> _SELECTED EXCERPT_

As a war historian Mr. Smith has real talent. He fights the battles with tedious accuracy. And the armies always eat and drink and sleep and march, as well as fight. He puts much-needed emphasis on mountain passes, arid deserts, ammunition, mules, and yellow fever. Topography, weather and morale are always shown as elements in victory.

Better yet, the armies, in Mr. Smith's hands are human. Soldiers, despite the novelists and the strategists, are neither heroes nor pawns. And American boys in Mexico were ordinary American boys, under extraordinary stress. A description of "saturating dews, abominable drinking-water, scanty and bad rations, howling wolves, lizards in one's boot, 'jiggers' that made the feet itch incessantly, fleas that even a sleeping-bag could not discourage, and sand-flies nearly as voracious", makes the Mexican war as real as the recent conflict with the "cooties". Yankee soldiers gambled their shirts at Point Isabel; died like rats of the fever at Camargo ; got drunk on pulque in Tampico ; fandangoed with the fair senoras in Mexico City; and, like later "doughboys"—"Wherever they were, they panted to be somewhere else". This is genuine war history.

Best of all, the work is a fine piece of scholarship. Archives hitherto untouched have been explored; the whole mass of documents has been exhaustively overhauled; geography, diplomacy and strategy have been unravelled to the end. So that Justin Smith's War with Mexico will stand among the solid books of history.

(Natural-language object grounding records)
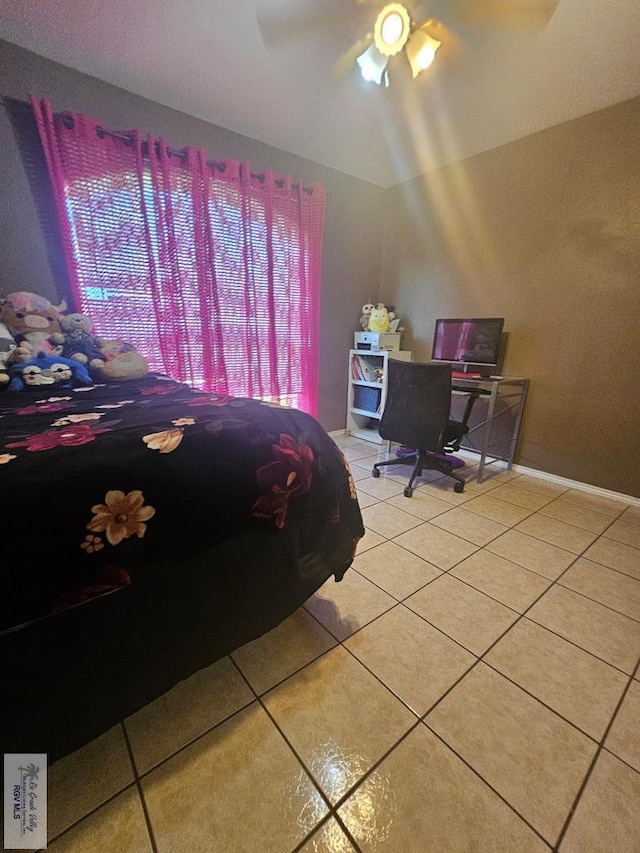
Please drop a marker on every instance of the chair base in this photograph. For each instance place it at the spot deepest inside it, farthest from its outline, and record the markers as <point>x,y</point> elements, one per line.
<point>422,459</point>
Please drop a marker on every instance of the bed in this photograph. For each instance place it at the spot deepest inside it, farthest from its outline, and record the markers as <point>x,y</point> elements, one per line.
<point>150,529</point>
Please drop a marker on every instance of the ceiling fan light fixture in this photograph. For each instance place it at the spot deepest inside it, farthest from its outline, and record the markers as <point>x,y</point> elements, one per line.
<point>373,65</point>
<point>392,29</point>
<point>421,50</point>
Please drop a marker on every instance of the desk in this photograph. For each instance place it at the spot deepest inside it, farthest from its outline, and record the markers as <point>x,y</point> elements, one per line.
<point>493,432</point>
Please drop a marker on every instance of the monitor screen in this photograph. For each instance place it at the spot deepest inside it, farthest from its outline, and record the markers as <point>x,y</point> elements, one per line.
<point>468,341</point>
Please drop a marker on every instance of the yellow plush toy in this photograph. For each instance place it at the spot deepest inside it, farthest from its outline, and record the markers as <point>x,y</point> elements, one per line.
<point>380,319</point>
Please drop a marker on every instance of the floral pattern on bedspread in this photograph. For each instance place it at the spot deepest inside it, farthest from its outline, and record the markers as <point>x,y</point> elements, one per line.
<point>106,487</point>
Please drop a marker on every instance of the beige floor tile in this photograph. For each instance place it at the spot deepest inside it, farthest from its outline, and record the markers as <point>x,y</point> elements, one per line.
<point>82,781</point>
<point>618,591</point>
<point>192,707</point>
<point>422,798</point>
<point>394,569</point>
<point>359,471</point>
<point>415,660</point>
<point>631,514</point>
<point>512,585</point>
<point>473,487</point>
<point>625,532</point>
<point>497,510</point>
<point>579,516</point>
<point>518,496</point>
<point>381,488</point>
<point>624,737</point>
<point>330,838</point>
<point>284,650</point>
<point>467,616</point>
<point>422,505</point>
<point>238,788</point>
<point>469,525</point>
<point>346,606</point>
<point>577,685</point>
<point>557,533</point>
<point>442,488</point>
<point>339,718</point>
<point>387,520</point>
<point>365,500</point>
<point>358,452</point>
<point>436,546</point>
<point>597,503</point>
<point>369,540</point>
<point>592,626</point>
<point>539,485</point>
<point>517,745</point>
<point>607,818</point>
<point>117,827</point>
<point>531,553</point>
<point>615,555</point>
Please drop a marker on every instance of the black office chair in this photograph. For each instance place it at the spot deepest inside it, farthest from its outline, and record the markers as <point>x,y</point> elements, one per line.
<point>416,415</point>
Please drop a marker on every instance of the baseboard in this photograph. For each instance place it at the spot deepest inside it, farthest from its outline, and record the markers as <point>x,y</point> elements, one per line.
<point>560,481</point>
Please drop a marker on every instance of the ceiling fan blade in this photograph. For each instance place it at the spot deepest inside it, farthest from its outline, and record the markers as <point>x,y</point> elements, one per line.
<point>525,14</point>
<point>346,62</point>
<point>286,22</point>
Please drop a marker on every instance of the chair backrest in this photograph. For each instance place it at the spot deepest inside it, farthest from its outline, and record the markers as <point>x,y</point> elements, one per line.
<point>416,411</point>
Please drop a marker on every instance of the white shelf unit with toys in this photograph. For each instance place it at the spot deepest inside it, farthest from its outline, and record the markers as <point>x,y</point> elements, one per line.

> _SET OF TASKS_
1) In the review of Justin Smith's War with Mexico, where did Yankee soldiers get drunk on pulque?
2) List every place named in the review's sentence describing what Yankee soldiers did during the Mexican war.
3) Reproduce word for word the part of the review starting at "Best of all, the" and ending at "books of history.".

> _RESULTS FOR THE EXERCISE_
1) In Tampico.

2) Point Isabel, Camargo, Tampico, Mexico City

3)
Best of all, the work is a fine piece of scholarship. Archives hitherto untouched have been explored; the whole mass of documents has been exhaustively overhauled; geography, diplomacy and strategy have been unravelled to the end. So that Justin Smith's War with Mexico will stand among the solid books of history.